* GIVEN PROBLEM
Reproduce the following listing verbatim, keeping every line and character unchanged.

* RECORDS TO USE
┌────────
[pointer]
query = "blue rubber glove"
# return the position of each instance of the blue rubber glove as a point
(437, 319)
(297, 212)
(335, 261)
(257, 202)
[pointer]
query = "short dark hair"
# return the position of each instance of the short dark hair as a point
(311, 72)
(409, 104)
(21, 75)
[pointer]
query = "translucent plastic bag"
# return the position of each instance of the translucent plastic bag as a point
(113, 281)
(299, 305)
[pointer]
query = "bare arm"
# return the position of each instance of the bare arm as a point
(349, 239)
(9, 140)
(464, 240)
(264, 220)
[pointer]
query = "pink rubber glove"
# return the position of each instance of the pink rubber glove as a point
└────────
* ANSWER TO THIS EXERCISE
[pointer]
query = "blue rubber glove"
# return the position of each instance of the blue rubber glove as a point
(437, 319)
(297, 212)
(335, 261)
(257, 202)
[pointer]
query = "short dark hair"
# return the position of each instance of the short dark hair as a point
(311, 72)
(409, 104)
(21, 75)
[pointer]
query = "translucent plastic bag"
# return the position of each instance of the translucent plastic bag as a point
(113, 281)
(299, 305)
[pointer]
query = "bare arm"
# return the position of each instance of the bare arm as a point
(349, 239)
(9, 140)
(464, 240)
(264, 220)
[pointer]
query = "pink rubber glove"
# return the position of each instance of the pink rubber glove as a point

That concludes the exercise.